__Исходный текст__:
++++++

Кто-то из великих сказал: «Человек, умеющий смеяться над собой, не может быть слабым». Это же можно отнести и к государству. Наше государство в те годы боялось смеха, ибо по своей политической сути было слабым. И сейчас мы все убедились в этом – распалась империя, рушатся идеалы, умирает прогнившая система, где параграф и кресло были превыше личности. В письме М. С. Горбачеву я писал тогда: «Многое из того, что создавали русские писатели, будущие эмигранты в беспросветное время застоя, не было ни злом, ни наветом. Наоборот, это была глубокая боль и затаенная надежда на лучшие времена. Это была бескомпромиссная борьба за будущее Отчизны. Именно за это они и пострадали. Но живучи еще, к сожалению, бездумные стереотипы, и недавнее прошлое виснет на репутации честных писателей, как старый мох на деревьях».
Позднее в личном разговоре с Михаилом Сергеевичем я вновь настаивал на том, что возвращение гражданства всем уехавшим на Запад деятелям культуры будет воспринято мировой общественностью как акт справедливости и гуманности. Даже если многие из них не вернутся на родину, сама мысль о постоянной связи с ней, о неразрывности личной жизни и великого времени перемен изменит соотношение сил в мире, просветлит атмосферу, обнадежит уставших от разлук талантливых наших соотечественников. Ну, а о тех, кто захочет вернуться, правительство должно позаботиться особо. Чтобы было куда возвращаться. Не гостевать же всю жизнь в случайных номерах своего дорогого отечества. Культуру невозможно разорвать. Она держится не географией, а чем-то большим. Наша страна хотела быть великодушной. Пора бы ей стать и справедливой ко всем своим детям. Мои слова тогда получили полную поддержку. И через некоторое время появились первые указы о возвращении гражданства нашим друзьям, авторам, коллегам.

++++++

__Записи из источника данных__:
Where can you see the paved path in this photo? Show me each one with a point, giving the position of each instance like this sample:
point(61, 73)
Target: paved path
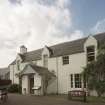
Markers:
point(16, 99)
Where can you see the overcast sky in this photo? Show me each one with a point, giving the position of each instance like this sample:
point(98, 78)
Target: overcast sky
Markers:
point(36, 23)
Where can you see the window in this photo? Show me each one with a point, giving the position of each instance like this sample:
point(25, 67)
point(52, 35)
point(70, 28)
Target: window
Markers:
point(90, 53)
point(77, 80)
point(65, 60)
point(45, 60)
point(18, 65)
point(71, 77)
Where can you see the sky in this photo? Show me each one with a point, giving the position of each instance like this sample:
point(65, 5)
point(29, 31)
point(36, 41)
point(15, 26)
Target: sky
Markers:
point(36, 23)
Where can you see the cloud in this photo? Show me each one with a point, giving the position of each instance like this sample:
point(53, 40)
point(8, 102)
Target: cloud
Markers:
point(99, 27)
point(34, 23)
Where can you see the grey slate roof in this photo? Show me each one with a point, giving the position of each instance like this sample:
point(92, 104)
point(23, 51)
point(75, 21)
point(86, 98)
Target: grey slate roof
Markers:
point(66, 48)
point(4, 71)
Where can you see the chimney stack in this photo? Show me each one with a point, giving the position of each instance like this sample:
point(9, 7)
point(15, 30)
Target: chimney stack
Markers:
point(23, 49)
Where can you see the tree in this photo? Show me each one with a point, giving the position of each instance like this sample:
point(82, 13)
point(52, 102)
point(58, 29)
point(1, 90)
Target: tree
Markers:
point(95, 72)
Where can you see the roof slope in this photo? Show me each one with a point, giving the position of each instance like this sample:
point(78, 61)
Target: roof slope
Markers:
point(66, 48)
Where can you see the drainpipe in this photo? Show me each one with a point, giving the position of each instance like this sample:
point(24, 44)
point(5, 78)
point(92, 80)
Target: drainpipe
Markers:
point(13, 74)
point(57, 73)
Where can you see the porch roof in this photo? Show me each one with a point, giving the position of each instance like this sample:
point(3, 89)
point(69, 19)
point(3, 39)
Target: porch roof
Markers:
point(40, 70)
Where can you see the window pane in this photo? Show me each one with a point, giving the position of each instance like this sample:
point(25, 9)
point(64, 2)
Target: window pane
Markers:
point(65, 60)
point(90, 53)
point(71, 80)
point(78, 81)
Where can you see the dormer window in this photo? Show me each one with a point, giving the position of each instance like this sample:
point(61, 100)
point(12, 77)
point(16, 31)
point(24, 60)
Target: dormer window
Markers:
point(45, 60)
point(90, 53)
point(65, 60)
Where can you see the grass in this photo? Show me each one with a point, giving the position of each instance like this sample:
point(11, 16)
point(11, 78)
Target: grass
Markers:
point(93, 99)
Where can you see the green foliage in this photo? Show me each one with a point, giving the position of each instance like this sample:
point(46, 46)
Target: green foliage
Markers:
point(15, 88)
point(95, 72)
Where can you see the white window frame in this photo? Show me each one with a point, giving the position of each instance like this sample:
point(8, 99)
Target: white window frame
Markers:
point(65, 60)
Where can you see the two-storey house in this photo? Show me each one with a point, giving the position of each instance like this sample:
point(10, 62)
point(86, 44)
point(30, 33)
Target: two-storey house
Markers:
point(62, 64)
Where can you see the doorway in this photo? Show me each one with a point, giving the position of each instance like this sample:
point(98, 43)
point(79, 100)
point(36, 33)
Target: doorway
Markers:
point(31, 81)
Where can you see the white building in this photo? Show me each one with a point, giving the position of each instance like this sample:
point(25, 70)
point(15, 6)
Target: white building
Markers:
point(62, 64)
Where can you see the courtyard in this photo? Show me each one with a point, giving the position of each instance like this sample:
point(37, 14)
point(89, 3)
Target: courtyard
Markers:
point(17, 99)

++++++

Перечислите все последствия, которые текст о возвращении гражданства деятелям культуры связывает с мыслью о постоянной связи уехавших с родиной.

__Результат__:
- изменит соотношение сил в мире
- просветлит атмосферу
- обнадежит уставших от разлук талантливых наших соотечественников